→ Tasks to carry out:
- a) In the Performance Monitoring Q1 minutes, starting at "Liz Godin, Business Support Services Manager, presented" and ending at "otherwise have been.", rewrite the passage with "simplified" replaced by "streamlined".
- b) According to the Performance Monitoring Q1 minutes, what role does Richard Wood hold?
- c) Write the next part of the Performance Monitoring Q1 minutes, picking up after the final sentence.

Performance Monitoring Q1
- Meeting of Finance and Performance Panel (Panel of the Scrutiny Committee), Tuesday 29 September 2020 6.00 pm (Item 29.)
For the Panel to consider those Performance Monitoring measures previously agreed by Scrutiny. Liz Godin, Business Support Services Manager, will be present to answer any questions, though Panel members are reminded that many of the measures are outside her service area, pre-warning of any questions raised is likely to lead to more complete responses. The Panel is recommended to consider the Performance Monitoring measures and note them, having made any recommendations to Cabinet.
NB Some measures agreed by Scrutiny have been removed due to Covid-19 rendering them redundant.
The Panel AGREED to amend the order of the agenda, to take agenda item 7 – Performance Monitoring – next.
Liz Godin, Business Support Services Manager, presented the report on Performance Monitoring Q1. Since it was previously considered, the report had been simplified. The Panel sought clarification on which targets presented were monthly targets, and which were annual targets. It was requested that these different target-types be clarified. Further clarification was also requested in relation to target ED002: measures to reduce the Council’s carbon footprint by 5% each year below what it would otherwise have been.
The Panel noted the difficulty in meeting the existing target, WR001: the number of people moved into work through the Welfare to Work team. Richard Wood, Strategy and Service Development Manager confirmed that the target was a pre-Covid target, based on the labour market conditions at the time and that it would be very difficult to meet in the current circumstances. However, the target for next year would reflect the challenges of the labour market more closely. The success of the Council in meeting deadlines for responding to DHP payments was lauded, but caution sounded over whether that, given the figures only covered to June, they would deteriorate. The Strategy and Service Development Manager confirmed that to date the target was still being maintained and, to the surprise of those involved in the service, DHP applications had not significantly increased. As unemployment grew, however, this number was expected to grow.

→ Supplied data:
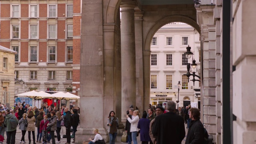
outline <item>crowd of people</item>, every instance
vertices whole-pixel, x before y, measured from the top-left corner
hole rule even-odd
[[[47,144],[50,142],[51,140],[52,144],[60,143],[60,138],[62,138],[63,135],[61,129],[65,128],[67,138],[66,144],[70,144],[71,126],[73,129],[72,137],[74,138],[72,142],[74,142],[75,133],[80,122],[79,107],[75,108],[70,105],[70,110],[69,110],[69,108],[64,105],[60,109],[53,104],[48,106],[46,103],[38,109],[36,106],[32,108],[29,104],[26,104],[25,102],[21,104],[18,102],[15,106],[13,110],[9,110],[5,104],[0,106],[0,137],[4,139],[5,132],[8,144],[15,144],[18,125],[19,125],[19,129],[22,131],[20,144],[26,143],[25,135],[27,131],[28,133],[29,144],[31,143],[31,133],[33,144],[42,142],[43,144]],[[36,127],[38,132],[36,140],[35,135]],[[57,142],[55,142],[54,138],[55,132],[57,134]]]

→ Answers for the tasks:
- a)
Liz Godin, Business Support Services Manager, presented the report on Performance Monitoring Q1. Since it was previously considered, the report had been streamlined. The Panel sought clarification on which targets presented were monthly targets, and which were annual targets. It was requested that these different target-types be clarified. Further clarification was also requested in relation to target ED002: measures to reduce the Council’s carbon footprint by 5% each year below what it would otherwise have been.

- b) Strategy and Service Development Manager.

- c)
Discussing the positive performance of the target around days lost to sickness discussion was held over whether, given the much greater variation in working situations at home compared to working in the office, whether the figure was as useful a proxy for productivity as it had previously been. It was further discussed whether there would be a use in disaggregating short and long term absence-targets given the difference in impact of each and the interventions required by to manage them. It was requested that additional commentary be provided around long-term and short-term absence levels, causes of absence and staff wellbeing.
Finally, the Panel sought more up to date information regarding the success of the Council in collecting business rates and council tax. Council tax collection to early September was running 1% behind the previous year, and business rate collection down 4%. In addition, the Council had taken a soft approach to debt recovery during the lockdown period, not enforcing payment immediately but coming to payment arrangements to allow individuals and businesses to pay their dues at a later point. This was anticipated to improve collection rates later on in the year. The collectable business rate level was lower than last year due to many businesses being exempted from paying business rates this year.
It was AGREED to recommend the following Cabinet:
1) That in the setting of its corporate performance measures for next year, the Council introduces targets for short and long-term sickness levels.
2) That the Council investigates ways of measuring and monitoring productivity which take homeworking and the variable suitability of homeworking environments into account.